▶ **Brief**
Please summarize the passage below about Funk's baseball career in two sentences.

▶ **Selected text**
■ ■ ■ ■ ■

Despite the praise heaped on Funk during spring training, the Yankees sent him under option in late March 1927 to the St. Paul Saints of the American Association. He spent the 1927 and 1928 seasons at St. Paul. He showed a strong throwing arm in the outfield while playing with St. Paul, tallying 22 assists in 1927 and 21 in 1928. He also impressed at the plate, batting .311 in 1927 (with a .451 slugging percentage) and .304 in 1928. He also hit 20 triples in 1927.

Funk finally made it to the Yankees at the start of the 1929 season, but he appeared in only one game, on April 26, 1929, and did not have a plate appearance. In early May, he was sold to the Hollywood Stars of the Pacific Coast League. In 150 games for the Stars, he compiled a .384 batting average with a career-high .554 slugging percentage and 302 total bases.

■ ■ ■ ■ ■

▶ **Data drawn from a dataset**
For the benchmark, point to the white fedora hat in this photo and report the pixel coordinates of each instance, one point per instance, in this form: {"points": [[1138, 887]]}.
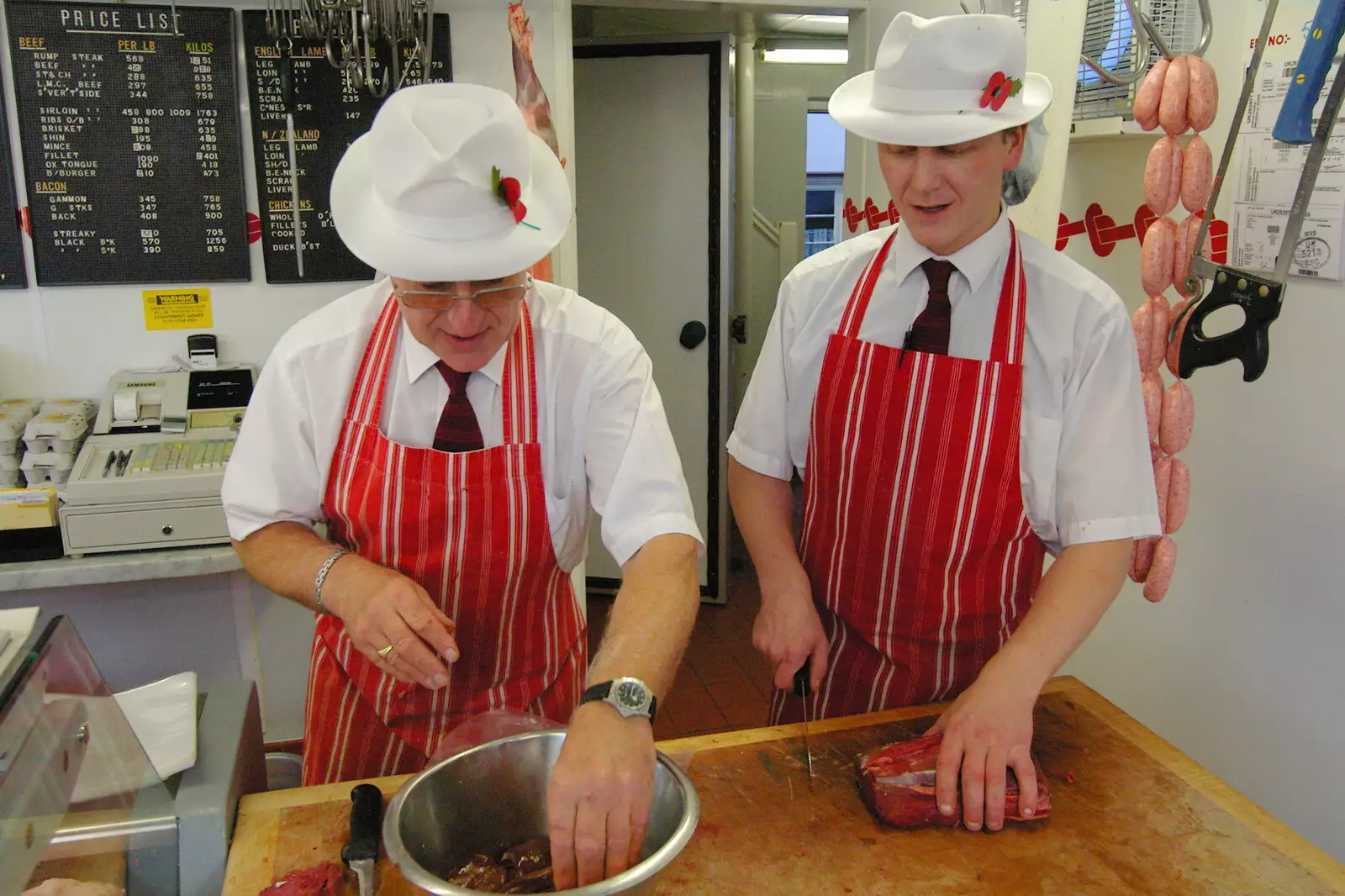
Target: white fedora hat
{"points": [[450, 185], [943, 81]]}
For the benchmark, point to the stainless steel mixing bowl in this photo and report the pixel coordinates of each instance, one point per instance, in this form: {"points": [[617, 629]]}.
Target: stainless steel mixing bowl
{"points": [[494, 795]]}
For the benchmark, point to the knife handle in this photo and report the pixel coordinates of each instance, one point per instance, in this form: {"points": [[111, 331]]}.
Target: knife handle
{"points": [[804, 678], [367, 813], [1295, 118]]}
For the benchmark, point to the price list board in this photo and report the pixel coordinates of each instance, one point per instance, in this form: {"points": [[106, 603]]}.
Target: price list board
{"points": [[331, 108], [129, 131], [13, 273]]}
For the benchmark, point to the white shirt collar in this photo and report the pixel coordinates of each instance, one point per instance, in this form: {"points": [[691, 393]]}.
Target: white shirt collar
{"points": [[420, 360], [974, 261]]}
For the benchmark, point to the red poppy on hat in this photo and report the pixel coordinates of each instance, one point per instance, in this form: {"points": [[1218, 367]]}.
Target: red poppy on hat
{"points": [[509, 192], [999, 91]]}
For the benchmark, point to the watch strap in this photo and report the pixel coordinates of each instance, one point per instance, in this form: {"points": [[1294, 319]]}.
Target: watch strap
{"points": [[604, 688]]}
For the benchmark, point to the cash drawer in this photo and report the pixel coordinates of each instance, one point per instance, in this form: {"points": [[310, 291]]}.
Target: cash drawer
{"points": [[91, 529]]}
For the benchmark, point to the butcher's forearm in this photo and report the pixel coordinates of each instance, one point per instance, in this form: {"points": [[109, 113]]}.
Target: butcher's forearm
{"points": [[763, 508], [1071, 599], [287, 556], [652, 616]]}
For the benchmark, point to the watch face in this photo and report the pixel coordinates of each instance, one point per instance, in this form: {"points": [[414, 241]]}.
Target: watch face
{"points": [[631, 694]]}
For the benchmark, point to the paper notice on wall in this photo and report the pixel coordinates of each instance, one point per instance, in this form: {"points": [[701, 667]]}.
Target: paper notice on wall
{"points": [[1259, 229], [177, 308], [1269, 175]]}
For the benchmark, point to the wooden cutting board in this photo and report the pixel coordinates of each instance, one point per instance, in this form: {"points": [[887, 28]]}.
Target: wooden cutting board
{"points": [[1130, 815]]}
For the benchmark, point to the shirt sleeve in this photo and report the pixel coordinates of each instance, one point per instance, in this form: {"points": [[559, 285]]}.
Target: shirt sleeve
{"points": [[632, 466], [273, 474], [1105, 474], [760, 439]]}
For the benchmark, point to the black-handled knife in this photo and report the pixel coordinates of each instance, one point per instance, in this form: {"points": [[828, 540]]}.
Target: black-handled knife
{"points": [[804, 688], [367, 821]]}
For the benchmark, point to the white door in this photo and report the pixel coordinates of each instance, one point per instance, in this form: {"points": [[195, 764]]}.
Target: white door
{"points": [[650, 124]]}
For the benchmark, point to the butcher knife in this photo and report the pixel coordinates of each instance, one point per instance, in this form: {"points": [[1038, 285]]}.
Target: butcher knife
{"points": [[367, 818], [1258, 295], [804, 688]]}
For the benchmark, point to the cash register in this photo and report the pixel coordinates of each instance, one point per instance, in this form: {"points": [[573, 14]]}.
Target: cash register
{"points": [[150, 472]]}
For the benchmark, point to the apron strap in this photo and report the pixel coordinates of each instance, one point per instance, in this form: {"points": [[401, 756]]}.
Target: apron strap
{"points": [[521, 392], [1006, 345], [858, 304]]}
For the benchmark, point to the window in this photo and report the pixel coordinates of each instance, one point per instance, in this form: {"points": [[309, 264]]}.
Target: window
{"points": [[826, 171], [822, 214]]}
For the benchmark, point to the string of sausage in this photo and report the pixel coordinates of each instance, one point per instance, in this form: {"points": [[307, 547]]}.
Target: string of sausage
{"points": [[1179, 94]]}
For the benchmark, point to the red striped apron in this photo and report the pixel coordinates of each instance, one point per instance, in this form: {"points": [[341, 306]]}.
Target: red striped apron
{"points": [[915, 537], [471, 528]]}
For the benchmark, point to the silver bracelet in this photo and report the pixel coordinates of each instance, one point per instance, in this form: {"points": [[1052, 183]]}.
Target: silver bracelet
{"points": [[322, 577]]}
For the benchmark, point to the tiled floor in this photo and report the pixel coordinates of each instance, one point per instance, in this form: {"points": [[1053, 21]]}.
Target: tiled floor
{"points": [[724, 683]]}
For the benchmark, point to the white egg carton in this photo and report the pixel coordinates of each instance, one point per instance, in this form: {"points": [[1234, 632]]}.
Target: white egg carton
{"points": [[81, 407], [47, 467], [22, 408], [10, 477], [11, 430], [61, 432]]}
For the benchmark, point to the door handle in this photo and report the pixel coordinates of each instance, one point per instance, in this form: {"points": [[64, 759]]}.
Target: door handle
{"points": [[693, 334]]}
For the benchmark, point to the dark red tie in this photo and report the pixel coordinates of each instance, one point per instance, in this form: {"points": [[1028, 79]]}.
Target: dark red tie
{"points": [[457, 428], [930, 331]]}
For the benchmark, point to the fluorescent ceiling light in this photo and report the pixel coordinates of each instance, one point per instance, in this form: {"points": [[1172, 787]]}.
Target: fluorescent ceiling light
{"points": [[824, 55], [807, 24]]}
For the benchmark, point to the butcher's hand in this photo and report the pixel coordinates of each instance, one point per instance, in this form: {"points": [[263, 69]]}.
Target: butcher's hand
{"points": [[986, 730], [383, 607], [789, 630], [600, 794]]}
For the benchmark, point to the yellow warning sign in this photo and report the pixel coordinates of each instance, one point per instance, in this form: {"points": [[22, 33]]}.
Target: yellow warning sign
{"points": [[178, 309]]}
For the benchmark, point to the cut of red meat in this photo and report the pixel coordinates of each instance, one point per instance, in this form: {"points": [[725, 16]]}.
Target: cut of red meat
{"points": [[319, 880], [911, 802]]}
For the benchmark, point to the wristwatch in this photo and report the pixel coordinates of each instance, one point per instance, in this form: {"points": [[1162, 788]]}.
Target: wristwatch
{"points": [[629, 696]]}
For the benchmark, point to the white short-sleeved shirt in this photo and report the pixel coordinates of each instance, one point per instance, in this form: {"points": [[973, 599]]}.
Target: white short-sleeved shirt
{"points": [[1086, 466], [602, 424]]}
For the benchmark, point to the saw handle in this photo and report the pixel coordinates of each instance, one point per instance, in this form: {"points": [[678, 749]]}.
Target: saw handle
{"points": [[1295, 118], [804, 678], [1250, 343]]}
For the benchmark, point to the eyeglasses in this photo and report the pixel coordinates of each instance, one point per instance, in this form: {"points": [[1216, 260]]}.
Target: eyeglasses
{"points": [[439, 300]]}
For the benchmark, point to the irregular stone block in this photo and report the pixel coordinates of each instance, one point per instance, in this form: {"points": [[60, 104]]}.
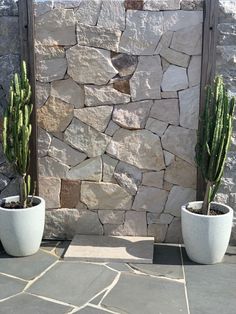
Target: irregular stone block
{"points": [[105, 196], [51, 70], [175, 57], [55, 115], [134, 5], [158, 231], [180, 142], [188, 40], [90, 169], [132, 147], [166, 110], [9, 35], [154, 179], [142, 33], [70, 194], [176, 20], [49, 167], [112, 15], [99, 37], [135, 223], [42, 93], [65, 153], [44, 142], [109, 165], [49, 189], [189, 107], [64, 223], [88, 12], [122, 86], [93, 65], [174, 79], [129, 177], [150, 199], [146, 80], [56, 27], [133, 115], [68, 91], [169, 95], [86, 139], [191, 5], [105, 95], [153, 5], [179, 196], [156, 126], [111, 128], [164, 42], [96, 117], [181, 173], [111, 216], [174, 233], [125, 64], [169, 158], [194, 71]]}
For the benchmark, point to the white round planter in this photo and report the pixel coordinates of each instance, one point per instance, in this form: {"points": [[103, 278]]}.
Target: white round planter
{"points": [[206, 237], [21, 230]]}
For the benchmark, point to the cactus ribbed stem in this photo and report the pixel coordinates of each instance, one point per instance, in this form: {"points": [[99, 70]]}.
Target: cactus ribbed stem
{"points": [[214, 138], [17, 131]]}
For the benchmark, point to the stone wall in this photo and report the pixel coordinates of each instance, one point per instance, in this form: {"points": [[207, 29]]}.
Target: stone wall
{"points": [[9, 64], [118, 98], [226, 66]]}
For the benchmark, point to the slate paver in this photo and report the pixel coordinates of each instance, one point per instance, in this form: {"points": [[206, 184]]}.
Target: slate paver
{"points": [[166, 262], [29, 304], [27, 267], [73, 282], [139, 294], [10, 286], [92, 310], [211, 288]]}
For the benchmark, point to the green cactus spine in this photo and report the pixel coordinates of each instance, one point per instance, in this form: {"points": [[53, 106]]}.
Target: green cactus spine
{"points": [[17, 131], [214, 138]]}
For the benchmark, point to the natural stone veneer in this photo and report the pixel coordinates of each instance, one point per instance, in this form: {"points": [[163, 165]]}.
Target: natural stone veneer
{"points": [[117, 100]]}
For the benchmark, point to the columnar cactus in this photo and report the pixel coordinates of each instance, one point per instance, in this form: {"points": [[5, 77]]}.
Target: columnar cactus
{"points": [[214, 138], [17, 130]]}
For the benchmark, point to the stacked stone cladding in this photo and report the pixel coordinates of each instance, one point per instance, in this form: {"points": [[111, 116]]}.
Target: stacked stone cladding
{"points": [[117, 105], [9, 64], [226, 66]]}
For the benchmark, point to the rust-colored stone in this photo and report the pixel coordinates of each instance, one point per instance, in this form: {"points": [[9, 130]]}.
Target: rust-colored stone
{"points": [[122, 86], [70, 194], [134, 4]]}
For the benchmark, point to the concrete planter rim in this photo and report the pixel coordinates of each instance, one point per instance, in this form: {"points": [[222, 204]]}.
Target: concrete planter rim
{"points": [[220, 205]]}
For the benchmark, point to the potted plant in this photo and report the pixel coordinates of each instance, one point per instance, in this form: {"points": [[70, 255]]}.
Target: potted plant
{"points": [[22, 217], [206, 225]]}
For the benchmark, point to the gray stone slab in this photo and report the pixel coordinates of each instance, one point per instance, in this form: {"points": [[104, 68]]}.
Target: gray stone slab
{"points": [[166, 262], [28, 304], [111, 249], [136, 294], [10, 286], [73, 282], [26, 267], [211, 288], [92, 310]]}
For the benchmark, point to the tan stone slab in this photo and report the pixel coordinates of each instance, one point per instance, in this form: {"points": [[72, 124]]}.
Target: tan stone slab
{"points": [[111, 249]]}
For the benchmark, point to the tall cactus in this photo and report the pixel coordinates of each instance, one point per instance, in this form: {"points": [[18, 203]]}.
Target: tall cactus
{"points": [[214, 138], [17, 131]]}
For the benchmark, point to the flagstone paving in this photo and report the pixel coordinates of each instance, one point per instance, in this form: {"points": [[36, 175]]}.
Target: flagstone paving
{"points": [[46, 284]]}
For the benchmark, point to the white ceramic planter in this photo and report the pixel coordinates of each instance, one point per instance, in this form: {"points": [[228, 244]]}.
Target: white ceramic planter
{"points": [[21, 230], [206, 238]]}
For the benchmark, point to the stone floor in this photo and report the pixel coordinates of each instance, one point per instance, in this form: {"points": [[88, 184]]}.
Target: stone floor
{"points": [[45, 284]]}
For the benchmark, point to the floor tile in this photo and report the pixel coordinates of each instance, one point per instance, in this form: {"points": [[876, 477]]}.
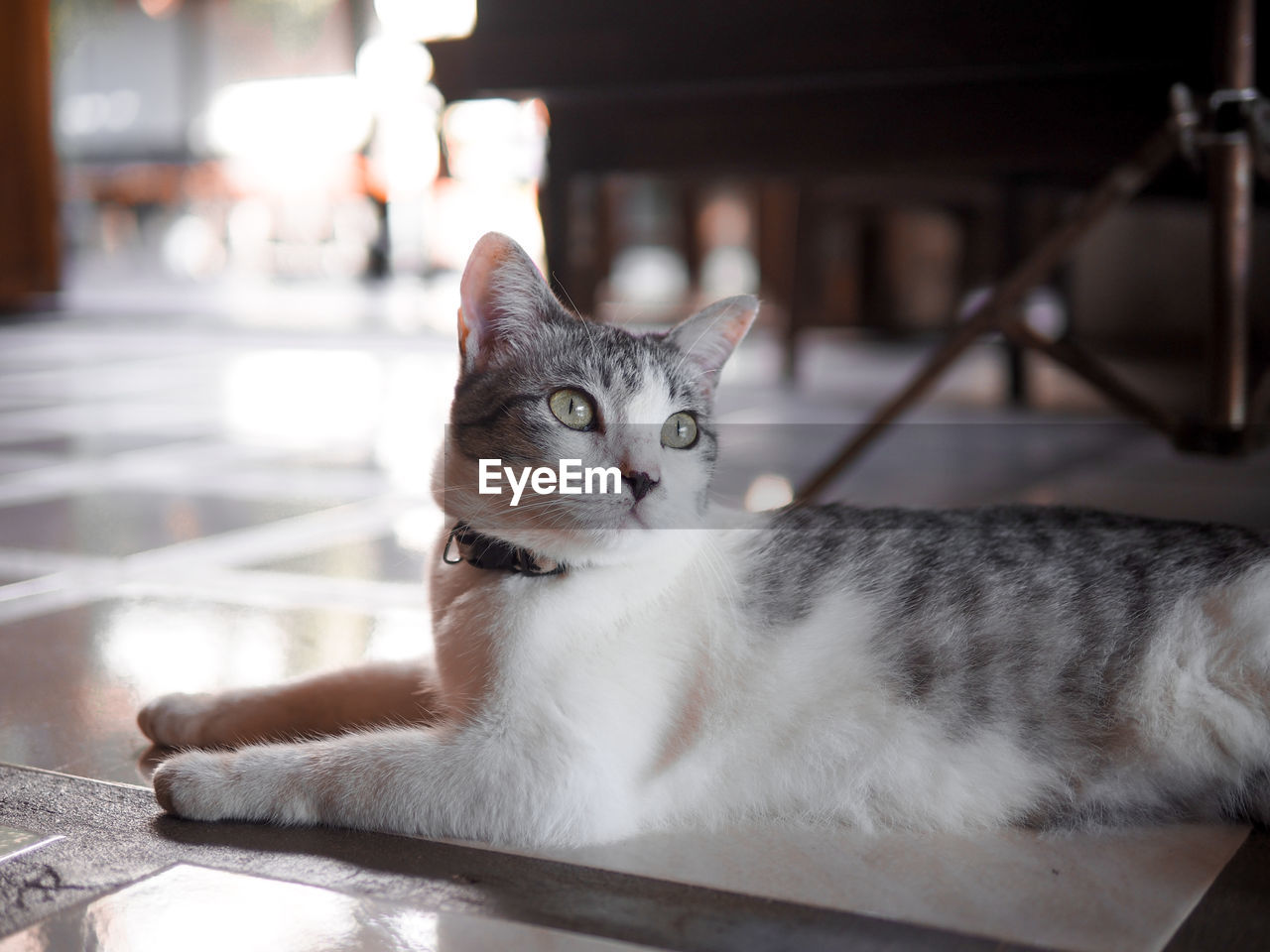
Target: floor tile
{"points": [[71, 682], [125, 522], [193, 907], [1105, 892], [16, 842]]}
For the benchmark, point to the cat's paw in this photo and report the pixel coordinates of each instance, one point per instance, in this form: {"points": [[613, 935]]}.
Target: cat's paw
{"points": [[197, 784], [181, 721]]}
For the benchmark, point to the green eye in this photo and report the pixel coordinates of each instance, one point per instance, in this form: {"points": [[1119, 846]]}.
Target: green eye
{"points": [[572, 409], [680, 430]]}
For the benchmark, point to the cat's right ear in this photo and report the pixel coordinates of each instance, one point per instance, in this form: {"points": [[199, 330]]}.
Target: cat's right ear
{"points": [[502, 296]]}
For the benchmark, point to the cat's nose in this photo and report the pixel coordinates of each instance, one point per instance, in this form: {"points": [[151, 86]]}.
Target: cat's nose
{"points": [[640, 483]]}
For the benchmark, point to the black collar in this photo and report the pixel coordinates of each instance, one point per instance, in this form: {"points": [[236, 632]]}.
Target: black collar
{"points": [[466, 544]]}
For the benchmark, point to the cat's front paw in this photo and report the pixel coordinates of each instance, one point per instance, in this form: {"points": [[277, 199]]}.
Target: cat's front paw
{"points": [[181, 720], [197, 785]]}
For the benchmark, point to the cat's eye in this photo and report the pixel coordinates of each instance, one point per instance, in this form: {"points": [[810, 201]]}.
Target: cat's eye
{"points": [[680, 430], [572, 409]]}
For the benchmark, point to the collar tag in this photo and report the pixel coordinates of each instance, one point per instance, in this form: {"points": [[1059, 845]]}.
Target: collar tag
{"points": [[465, 544]]}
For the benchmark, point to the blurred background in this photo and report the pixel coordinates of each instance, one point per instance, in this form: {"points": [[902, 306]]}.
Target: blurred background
{"points": [[866, 169]]}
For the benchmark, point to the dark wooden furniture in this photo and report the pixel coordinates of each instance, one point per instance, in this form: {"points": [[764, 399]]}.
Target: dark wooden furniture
{"points": [[30, 252], [793, 89]]}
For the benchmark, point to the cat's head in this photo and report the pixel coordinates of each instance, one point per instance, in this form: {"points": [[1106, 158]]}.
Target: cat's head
{"points": [[539, 386]]}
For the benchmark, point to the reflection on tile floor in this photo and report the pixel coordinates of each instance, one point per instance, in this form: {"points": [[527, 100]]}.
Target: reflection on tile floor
{"points": [[14, 842], [1091, 892], [73, 705], [172, 518], [197, 909]]}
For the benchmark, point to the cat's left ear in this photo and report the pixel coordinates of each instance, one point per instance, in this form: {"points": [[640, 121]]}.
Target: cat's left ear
{"points": [[503, 298], [708, 338]]}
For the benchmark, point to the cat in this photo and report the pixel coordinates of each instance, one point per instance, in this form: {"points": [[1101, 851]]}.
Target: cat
{"points": [[612, 662]]}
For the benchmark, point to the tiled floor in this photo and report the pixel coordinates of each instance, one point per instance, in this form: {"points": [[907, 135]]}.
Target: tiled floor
{"points": [[193, 503]]}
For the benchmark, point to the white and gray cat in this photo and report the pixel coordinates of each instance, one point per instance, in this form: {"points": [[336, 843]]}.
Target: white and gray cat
{"points": [[615, 662]]}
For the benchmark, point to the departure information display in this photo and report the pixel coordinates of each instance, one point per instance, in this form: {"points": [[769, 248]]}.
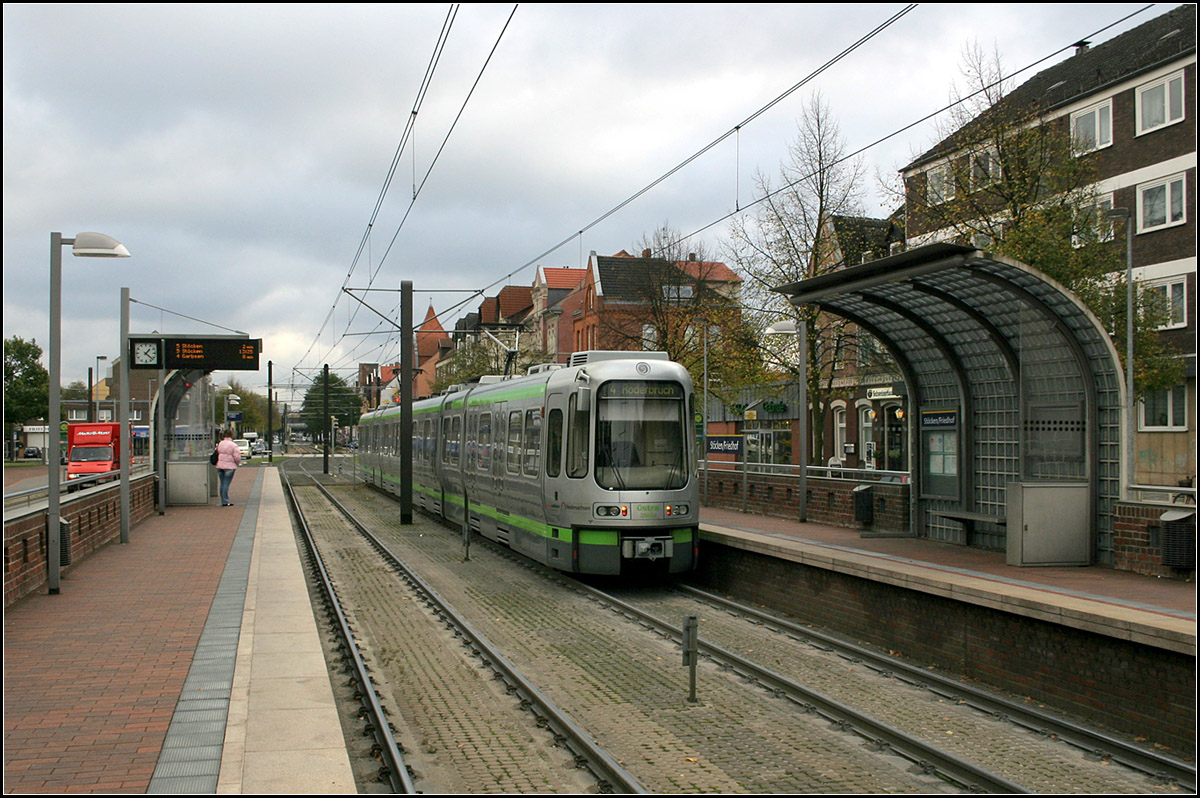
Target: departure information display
{"points": [[205, 354]]}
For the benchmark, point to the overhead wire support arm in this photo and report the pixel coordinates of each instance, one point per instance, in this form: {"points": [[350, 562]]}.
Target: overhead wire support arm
{"points": [[347, 291]]}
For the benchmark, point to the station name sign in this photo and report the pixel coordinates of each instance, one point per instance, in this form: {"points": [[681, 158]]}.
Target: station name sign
{"points": [[205, 354]]}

■ ■ ■ ■ ■

▶ **Task response**
After a praised spring training, Funk was optioned by the Yankees to the St. Paul Saints, where he spent 1927 and 1928, batted .311 and .304, and showed a strong throwing arm with 22 and 21 outfield assists. He reached the Yankees in 1929 but appeared in only one game without a plate appearance, and after being sold to the Hollywood Stars in early May he hit .384 with a career-high .554 slugging percentage and 302 total bases in 150 games.